▶ _PROBLEM REQUIREMENTS_
List every line in the records below that contains the word "life", copying each one in full. Match case exactly.
'''
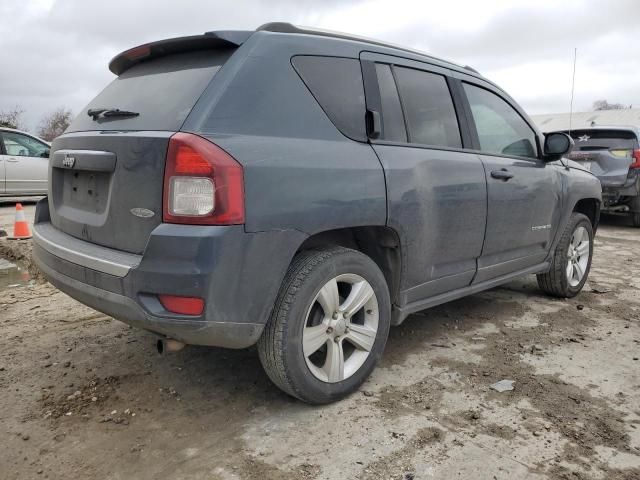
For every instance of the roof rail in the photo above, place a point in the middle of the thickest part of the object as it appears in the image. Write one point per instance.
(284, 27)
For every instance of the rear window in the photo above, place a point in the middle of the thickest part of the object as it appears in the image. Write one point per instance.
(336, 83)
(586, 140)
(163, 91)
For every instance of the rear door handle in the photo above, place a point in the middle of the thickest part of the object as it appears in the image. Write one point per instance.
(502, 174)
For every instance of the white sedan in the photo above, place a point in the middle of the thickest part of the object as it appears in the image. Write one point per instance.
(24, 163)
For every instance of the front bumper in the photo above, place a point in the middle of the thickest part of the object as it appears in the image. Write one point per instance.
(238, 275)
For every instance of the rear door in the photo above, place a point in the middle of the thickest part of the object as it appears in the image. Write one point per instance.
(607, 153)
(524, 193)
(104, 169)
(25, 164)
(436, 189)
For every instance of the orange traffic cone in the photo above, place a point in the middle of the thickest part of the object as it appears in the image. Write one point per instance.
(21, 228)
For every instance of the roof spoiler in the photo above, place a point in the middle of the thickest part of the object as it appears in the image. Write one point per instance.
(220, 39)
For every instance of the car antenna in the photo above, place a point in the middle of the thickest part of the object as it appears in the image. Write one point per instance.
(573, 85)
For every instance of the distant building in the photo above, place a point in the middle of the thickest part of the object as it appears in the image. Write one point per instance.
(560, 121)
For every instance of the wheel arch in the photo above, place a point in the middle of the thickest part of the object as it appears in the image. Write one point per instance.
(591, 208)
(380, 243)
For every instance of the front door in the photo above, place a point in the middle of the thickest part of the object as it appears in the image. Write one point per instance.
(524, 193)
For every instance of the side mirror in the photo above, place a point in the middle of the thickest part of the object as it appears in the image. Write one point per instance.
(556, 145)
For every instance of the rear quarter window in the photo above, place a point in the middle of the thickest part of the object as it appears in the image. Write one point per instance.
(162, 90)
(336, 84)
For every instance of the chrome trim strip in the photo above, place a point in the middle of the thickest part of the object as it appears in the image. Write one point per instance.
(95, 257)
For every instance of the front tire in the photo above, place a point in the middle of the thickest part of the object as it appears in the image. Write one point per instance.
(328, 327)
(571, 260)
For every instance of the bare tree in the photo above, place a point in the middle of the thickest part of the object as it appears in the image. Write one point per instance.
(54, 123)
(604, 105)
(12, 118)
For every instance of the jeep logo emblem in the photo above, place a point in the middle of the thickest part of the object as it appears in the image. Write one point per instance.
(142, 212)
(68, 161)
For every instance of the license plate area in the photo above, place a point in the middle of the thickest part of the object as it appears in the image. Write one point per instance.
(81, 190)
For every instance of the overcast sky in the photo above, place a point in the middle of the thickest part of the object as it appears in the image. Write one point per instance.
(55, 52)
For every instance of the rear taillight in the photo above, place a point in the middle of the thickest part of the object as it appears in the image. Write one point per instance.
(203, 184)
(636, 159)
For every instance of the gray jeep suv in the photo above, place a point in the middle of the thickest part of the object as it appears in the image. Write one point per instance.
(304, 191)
'''
'''
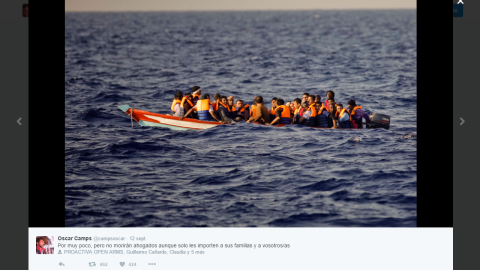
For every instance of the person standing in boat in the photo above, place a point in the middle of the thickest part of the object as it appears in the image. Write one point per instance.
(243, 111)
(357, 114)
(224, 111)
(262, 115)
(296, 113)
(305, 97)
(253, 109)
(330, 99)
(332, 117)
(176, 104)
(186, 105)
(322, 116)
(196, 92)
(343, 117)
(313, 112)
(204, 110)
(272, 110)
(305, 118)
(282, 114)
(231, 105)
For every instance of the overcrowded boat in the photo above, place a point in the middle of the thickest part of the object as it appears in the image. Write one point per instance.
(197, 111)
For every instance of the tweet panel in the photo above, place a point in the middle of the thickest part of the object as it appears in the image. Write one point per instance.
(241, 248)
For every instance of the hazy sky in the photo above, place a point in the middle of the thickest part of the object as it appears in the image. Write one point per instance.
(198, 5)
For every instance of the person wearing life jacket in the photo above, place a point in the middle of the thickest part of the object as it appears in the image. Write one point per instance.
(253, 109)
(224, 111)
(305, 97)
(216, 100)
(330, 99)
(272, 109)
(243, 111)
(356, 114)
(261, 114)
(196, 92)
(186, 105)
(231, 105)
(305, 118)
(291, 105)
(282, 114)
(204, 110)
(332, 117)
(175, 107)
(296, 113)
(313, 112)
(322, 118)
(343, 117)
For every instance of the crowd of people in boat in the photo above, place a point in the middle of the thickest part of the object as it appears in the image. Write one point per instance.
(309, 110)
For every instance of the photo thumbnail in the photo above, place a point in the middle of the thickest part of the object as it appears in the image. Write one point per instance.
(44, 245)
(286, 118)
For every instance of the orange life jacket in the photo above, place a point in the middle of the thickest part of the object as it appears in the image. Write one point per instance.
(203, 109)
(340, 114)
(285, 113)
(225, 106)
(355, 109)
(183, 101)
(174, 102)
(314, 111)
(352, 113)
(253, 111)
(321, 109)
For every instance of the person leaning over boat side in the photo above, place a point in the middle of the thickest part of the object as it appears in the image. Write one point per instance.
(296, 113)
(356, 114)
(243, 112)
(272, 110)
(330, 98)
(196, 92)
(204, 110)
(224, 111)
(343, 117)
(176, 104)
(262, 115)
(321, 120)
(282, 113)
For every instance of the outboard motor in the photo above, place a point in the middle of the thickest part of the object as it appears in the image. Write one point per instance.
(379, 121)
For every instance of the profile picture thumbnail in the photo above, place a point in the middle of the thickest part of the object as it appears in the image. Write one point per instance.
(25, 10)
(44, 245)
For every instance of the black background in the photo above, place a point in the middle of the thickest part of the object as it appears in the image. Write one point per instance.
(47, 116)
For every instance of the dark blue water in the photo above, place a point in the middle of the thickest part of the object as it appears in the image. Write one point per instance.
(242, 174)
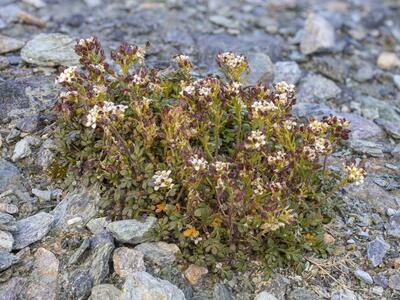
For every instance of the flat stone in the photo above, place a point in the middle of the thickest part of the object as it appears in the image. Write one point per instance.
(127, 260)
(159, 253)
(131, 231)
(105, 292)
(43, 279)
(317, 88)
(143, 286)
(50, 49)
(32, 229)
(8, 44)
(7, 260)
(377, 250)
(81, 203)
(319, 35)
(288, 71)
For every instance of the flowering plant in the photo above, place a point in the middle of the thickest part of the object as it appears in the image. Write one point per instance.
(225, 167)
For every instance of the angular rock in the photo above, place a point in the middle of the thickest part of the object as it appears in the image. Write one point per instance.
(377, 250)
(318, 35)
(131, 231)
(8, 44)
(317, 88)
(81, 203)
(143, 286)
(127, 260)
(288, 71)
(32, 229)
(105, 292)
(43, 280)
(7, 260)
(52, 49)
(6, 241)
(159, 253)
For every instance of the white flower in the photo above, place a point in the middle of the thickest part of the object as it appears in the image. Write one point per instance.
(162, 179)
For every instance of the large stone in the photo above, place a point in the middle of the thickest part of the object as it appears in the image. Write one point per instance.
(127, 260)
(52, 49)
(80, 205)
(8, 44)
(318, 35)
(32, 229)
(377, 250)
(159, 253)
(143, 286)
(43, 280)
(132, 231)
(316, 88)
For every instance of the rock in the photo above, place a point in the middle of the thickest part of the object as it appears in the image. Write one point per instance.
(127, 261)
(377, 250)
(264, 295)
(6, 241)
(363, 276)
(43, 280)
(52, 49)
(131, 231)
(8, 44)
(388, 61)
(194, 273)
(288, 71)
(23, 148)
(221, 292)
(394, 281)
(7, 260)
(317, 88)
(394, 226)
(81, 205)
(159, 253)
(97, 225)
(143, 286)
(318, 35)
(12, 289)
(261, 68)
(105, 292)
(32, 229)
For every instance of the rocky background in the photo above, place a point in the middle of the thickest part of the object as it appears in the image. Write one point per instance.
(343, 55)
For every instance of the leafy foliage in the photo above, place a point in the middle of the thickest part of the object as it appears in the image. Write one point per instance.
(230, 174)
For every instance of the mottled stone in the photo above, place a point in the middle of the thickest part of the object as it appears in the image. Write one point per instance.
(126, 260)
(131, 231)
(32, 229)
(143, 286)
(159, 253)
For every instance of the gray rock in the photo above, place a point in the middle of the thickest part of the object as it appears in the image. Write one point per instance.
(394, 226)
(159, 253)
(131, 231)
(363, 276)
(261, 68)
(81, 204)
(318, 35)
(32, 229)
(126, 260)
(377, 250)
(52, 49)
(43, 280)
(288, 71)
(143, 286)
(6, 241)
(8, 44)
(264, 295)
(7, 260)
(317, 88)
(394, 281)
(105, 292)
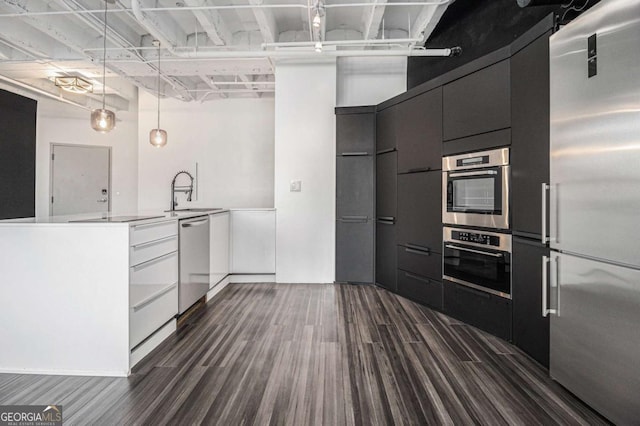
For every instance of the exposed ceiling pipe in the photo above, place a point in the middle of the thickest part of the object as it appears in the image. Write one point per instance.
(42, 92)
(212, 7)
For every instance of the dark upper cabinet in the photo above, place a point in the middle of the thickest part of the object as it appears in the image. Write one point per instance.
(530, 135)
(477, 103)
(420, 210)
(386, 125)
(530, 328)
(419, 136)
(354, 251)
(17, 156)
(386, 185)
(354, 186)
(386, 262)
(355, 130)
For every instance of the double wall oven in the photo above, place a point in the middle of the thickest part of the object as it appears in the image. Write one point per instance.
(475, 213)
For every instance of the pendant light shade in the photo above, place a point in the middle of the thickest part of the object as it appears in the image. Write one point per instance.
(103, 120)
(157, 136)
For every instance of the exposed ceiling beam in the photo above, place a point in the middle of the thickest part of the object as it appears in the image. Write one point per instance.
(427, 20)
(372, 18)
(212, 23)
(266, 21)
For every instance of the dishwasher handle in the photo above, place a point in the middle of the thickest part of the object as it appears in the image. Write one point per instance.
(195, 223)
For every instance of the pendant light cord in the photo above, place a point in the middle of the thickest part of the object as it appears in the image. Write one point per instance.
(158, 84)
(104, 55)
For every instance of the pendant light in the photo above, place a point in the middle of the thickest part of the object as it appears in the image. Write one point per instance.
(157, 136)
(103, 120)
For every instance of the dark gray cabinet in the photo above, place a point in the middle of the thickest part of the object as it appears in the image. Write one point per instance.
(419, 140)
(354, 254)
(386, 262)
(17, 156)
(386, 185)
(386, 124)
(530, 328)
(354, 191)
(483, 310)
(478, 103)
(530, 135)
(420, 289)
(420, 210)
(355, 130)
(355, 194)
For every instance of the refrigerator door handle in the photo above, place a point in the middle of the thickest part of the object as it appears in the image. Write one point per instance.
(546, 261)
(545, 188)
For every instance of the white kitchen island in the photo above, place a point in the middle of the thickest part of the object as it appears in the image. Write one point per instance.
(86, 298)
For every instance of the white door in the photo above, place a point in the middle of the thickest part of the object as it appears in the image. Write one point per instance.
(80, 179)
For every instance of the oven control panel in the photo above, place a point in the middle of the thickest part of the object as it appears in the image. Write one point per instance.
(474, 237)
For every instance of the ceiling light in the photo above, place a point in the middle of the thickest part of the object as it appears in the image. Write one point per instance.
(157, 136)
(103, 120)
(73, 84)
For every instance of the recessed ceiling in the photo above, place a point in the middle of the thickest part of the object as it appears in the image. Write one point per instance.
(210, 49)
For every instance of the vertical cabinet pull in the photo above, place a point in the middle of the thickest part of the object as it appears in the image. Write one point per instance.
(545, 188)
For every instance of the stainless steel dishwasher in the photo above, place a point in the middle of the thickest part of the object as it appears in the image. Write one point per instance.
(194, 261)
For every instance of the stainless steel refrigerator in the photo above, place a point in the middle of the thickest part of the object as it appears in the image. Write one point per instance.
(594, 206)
'''
▶ _SOLUTION FOR THIS TASK_
For every instance of the person wearing life jacket in the photo above, place a point in the middle of the thickest part of the object as it appears in the image. Write one point per instance.
For every instance of the orange life jacket in the photo above, place a point in the middle of the thickest part of the object as it appears in the image. Write one point per instance.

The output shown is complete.